2La fonction contenante, tout d’abord décrite par W.R. Bion à propos de la capacité de rêverie maternelle (1962), est celle par laquelle la mère tolère et accueille les éprouvés et les angoisses impensables que le bébé projette et dépose dans sa psyché sous forme d’éléments bruts (éléments bêta) et lui renvoie, grâce à son travail de métabolisation (en grande partie inconscient), transformés sous forme de contenus détoxiqués et représentables (éléments alpha).
3Ainsi, le groupe, pour être thérapeutique, doit être capable à la fois d’assurer une fonction d’accueil et de symbolisation : deux fonctions différenciées par R. Kaës en fonctions contenant/conteneur : la fonction « contenant » se constitue en réceptacle passif accueillant les éléments qui y sont déposés à l’état brut tandis que la fonction conteneur a un rôle actif de transformation et de métabolisation de ces éléments (1979).

Extrait des données:

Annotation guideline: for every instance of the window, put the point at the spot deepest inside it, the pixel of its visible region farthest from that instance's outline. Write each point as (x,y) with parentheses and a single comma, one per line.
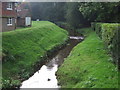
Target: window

Consigne:
Selon l'extrait sur la fonction contenante, qu'est-ce qui permet à la mère de renvoyer au bébé des contenus détoxiqués et représentables ? Répondez en une à trois phrases. Les lignes ne servent à rien ici.

Corrigé:
C'est son travail de métabolisation, en grande partie inconscient. Il transforme les éléments bruts (éléments bêta) que le bébé projette et dépose dans sa psyché en contenus détoxiqués et représentables (éléments alpha).